**What you have to do**
Express the listing below as a two-column CSV with the headers instruction and points. Give one row per request, with its text in instruction and its answer in points, each in a single quoted field with line breaks replaced by spaces.

(Pointing and labeling listing)
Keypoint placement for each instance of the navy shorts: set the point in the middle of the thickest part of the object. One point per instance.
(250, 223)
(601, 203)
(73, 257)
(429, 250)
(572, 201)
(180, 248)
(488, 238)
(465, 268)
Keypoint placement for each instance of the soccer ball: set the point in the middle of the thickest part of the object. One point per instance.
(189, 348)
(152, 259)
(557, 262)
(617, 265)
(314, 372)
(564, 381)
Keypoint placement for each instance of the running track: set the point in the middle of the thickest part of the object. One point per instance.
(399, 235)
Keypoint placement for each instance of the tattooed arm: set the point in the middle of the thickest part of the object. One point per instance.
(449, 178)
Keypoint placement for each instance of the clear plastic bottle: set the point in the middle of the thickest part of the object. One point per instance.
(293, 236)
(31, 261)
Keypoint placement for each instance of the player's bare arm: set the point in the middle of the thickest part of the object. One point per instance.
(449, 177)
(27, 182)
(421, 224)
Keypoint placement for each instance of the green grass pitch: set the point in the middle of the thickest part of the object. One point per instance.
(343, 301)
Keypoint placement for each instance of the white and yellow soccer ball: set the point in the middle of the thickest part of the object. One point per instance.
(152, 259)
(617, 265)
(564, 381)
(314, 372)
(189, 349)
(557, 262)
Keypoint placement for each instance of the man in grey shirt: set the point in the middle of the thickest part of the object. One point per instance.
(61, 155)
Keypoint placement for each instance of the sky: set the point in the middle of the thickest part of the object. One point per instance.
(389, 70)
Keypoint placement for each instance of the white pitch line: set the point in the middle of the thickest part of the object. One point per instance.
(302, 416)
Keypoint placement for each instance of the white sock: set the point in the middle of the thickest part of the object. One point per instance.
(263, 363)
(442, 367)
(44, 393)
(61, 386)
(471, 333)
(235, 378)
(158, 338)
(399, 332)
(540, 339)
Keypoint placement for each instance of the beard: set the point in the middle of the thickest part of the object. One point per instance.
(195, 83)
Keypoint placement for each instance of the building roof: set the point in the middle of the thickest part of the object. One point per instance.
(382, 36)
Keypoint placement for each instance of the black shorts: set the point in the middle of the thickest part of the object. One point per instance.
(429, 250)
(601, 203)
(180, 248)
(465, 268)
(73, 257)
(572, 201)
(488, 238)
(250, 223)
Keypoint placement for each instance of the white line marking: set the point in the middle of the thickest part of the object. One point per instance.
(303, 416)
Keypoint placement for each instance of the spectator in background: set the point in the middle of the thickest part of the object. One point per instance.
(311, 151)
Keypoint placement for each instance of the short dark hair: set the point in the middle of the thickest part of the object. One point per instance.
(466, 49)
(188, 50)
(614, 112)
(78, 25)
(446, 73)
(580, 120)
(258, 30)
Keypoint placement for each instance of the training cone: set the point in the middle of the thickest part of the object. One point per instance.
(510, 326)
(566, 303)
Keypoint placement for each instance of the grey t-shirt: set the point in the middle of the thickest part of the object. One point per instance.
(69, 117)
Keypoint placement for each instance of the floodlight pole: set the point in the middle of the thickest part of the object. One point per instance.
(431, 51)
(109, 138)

**The solution**
instruction,points
"Keypoint placement for each instance of the navy shorts: set the point in the middle of the thickest part of the object. One point per instance.","(250, 223) (601, 203) (73, 257) (429, 250) (572, 201) (180, 248) (488, 238) (465, 268)"
"Keypoint placement for each instance of the soccer ball: set the point in the middle of the thickest part of the object. One point per instance.","(189, 348) (152, 259) (557, 262) (617, 265) (314, 372) (564, 381)"
"Keypoint placement for each instance of the running track: set the point in the middle of the thickest part of the object. One point per instance.","(399, 235)"
"Keypoint placement for each instance of the tattooed arm: set the point in the middle of the thickest part of the object. One point per instance.","(449, 178)"
"Keypoint placement for each instance of the clear plastic bottle: set the point in the middle of the thickest part of the object. One point per instance.","(293, 236) (31, 261)"
"Keypoint placement for each instance of the player's bare arm: set the point in the middle of the thickest part of the object. One point per instance.","(449, 177) (27, 182) (421, 224)"
"Keypoint placement for each instance of the green grass pitch: set the point in the middle of the thickest part of the object. One point per instance.","(343, 301)"
"Keypoint placement for each instance of the white and yellow soccer ball: set the point in the middle of the thickest part of the object. One point per instance.","(152, 259) (617, 265) (564, 381) (314, 372) (189, 349) (557, 262)"
"Keypoint placement for each instance of the man in grey shirt: set the point in the middle of the thickest part of the object. One point per instance.","(61, 155)"
"Keypoint placement for each instance of the sky: set the point in the middle of the thickest part of the object. One point per instance.","(389, 70)"
"Keypoint placement for each instance of the white pitch line: set the point in the middle of the thickest part of the object. One point per instance.","(302, 416)"
"Keypoint placement for each instance of the white sock: set the point in the middle of the thickest part of the object. One point per instance.","(263, 363) (442, 367) (44, 393) (61, 386) (471, 333) (235, 378) (158, 338) (399, 332) (540, 339)"
"Keypoint placement for each instance of the beard: set the point in the middle of the thickest part of the object. One point per instance.","(195, 83)"
"Keypoint placement for each instance of the building roof: set the point in the middle of the thickest part of the object. One point per instance.","(382, 36)"
"Keypoint placement for each instance of the black shorts: set the point in the middle of the thickest part of the object. One point per instance.","(429, 250) (601, 203) (180, 248) (465, 268) (73, 257) (572, 201) (488, 238) (250, 223)"
"Keypoint placement for each instance of the white line marking: set the point in the middle of the thickest part of the object. One point per instance.","(303, 416)"
"Keypoint placement for each instance of the spectator in background: set the point in the middle of the thickest part of the object. One point per instance.","(311, 151)"
"Keypoint placement for each instance of the short dark hair: set the point in the middle of the thickest part of the object. One point per instance.","(466, 49) (188, 50) (614, 112) (78, 25) (446, 73) (580, 120) (258, 30)"
"Keypoint placement for each instance of the training cone: set the point in the middle of the thickest part of the object. One point per instance.","(510, 326) (566, 303)"
"Keypoint placement for each instance of the grey t-shirt: set the point in the middle of the thickest part of the object. One point per instance.","(69, 117)"
"Keypoint placement for each instance of the floodlight pole: set the point in the middle of the thickest part of the object. One point per instance.","(431, 51) (109, 138)"